------ DATA FOR THE TASK ------

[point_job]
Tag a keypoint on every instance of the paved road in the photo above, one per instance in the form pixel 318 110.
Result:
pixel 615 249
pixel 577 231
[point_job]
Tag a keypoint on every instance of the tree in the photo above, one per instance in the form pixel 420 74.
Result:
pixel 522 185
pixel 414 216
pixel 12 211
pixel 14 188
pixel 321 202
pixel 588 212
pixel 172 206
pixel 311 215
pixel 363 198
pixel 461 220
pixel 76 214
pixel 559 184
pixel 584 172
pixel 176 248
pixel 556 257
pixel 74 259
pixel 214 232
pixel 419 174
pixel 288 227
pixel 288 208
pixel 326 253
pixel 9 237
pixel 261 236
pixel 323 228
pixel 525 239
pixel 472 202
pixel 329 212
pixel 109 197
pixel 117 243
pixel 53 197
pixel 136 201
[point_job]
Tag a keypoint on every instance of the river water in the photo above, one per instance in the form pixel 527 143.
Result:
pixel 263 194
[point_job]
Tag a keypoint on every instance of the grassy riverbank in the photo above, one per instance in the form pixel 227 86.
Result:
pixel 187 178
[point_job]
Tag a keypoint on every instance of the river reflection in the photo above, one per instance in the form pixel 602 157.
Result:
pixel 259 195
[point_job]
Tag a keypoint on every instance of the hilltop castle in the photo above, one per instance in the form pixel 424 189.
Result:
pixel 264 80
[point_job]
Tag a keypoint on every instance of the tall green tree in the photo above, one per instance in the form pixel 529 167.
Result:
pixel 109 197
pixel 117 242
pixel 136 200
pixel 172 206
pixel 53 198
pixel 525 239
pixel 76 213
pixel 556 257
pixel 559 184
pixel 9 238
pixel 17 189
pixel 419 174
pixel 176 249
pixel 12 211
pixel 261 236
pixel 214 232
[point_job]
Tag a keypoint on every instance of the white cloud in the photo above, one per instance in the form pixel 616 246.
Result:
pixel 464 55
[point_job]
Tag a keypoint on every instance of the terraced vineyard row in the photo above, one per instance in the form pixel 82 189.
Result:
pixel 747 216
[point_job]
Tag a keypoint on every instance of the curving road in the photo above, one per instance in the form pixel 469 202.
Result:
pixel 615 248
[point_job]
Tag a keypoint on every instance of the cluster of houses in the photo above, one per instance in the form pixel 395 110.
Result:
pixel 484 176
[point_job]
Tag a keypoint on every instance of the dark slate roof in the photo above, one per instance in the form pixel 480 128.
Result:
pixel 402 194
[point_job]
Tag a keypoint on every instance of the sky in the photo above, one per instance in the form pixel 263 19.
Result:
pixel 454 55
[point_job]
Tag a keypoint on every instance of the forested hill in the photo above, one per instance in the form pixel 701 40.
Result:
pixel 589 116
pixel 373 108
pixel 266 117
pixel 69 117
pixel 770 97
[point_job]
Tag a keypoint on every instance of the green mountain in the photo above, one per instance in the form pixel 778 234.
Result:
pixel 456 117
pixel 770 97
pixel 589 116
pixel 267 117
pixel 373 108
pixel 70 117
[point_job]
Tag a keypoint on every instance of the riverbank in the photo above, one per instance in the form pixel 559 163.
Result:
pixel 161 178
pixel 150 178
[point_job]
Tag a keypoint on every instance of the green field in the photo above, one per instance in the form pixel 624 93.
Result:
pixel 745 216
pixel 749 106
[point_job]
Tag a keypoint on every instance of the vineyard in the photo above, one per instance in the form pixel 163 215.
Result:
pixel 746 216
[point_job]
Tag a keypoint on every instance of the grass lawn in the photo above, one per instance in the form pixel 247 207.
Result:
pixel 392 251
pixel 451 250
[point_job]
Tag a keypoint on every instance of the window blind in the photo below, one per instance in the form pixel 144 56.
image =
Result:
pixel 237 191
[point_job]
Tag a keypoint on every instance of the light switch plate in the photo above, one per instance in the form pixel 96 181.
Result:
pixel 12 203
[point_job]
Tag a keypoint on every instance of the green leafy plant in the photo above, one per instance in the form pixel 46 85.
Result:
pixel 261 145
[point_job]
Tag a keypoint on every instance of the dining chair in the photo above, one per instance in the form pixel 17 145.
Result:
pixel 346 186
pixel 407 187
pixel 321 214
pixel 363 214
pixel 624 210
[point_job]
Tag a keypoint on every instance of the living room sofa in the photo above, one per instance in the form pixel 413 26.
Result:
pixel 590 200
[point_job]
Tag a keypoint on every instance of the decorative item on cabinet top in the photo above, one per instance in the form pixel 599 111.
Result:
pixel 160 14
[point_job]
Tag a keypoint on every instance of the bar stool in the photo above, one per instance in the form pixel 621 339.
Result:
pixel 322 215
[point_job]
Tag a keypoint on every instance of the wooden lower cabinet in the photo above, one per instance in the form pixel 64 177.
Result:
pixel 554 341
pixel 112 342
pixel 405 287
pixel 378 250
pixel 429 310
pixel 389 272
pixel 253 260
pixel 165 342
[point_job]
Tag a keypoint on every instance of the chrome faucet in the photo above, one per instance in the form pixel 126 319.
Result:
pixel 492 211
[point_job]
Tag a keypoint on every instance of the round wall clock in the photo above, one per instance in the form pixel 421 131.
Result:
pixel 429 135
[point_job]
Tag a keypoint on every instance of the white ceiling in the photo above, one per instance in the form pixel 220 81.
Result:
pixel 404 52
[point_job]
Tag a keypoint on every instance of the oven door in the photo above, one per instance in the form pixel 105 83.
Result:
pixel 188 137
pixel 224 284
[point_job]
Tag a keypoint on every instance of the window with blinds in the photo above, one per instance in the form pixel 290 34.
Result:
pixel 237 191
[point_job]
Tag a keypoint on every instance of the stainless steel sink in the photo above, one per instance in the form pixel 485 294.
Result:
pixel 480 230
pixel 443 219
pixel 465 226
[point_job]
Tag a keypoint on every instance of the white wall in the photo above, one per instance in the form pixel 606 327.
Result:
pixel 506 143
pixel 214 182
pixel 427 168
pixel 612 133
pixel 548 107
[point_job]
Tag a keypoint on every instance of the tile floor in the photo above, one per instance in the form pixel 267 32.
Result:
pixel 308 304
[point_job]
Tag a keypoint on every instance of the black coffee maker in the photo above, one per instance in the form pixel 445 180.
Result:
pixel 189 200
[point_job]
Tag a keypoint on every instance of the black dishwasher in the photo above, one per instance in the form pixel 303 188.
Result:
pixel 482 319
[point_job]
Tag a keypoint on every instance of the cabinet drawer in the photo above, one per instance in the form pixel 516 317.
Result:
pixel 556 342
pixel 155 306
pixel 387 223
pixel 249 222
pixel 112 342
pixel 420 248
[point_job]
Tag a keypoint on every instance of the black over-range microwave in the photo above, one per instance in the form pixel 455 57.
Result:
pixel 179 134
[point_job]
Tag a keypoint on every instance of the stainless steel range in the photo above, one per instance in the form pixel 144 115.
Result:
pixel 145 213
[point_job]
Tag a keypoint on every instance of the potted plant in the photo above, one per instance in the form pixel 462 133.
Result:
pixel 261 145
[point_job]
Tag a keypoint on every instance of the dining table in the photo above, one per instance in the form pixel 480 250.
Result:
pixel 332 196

------

> **ABOUT THIS TASK**
Show every line from the listing above in which the string "plant" appears.

> **WRITTEN REPLY**
Tag a keypoint on every instance of the green leafy plant in the photo above, one per instance in the form pixel 46 85.
Tag a keypoint on every instance of the potted plant in the photo above, one per instance in the form pixel 462 133.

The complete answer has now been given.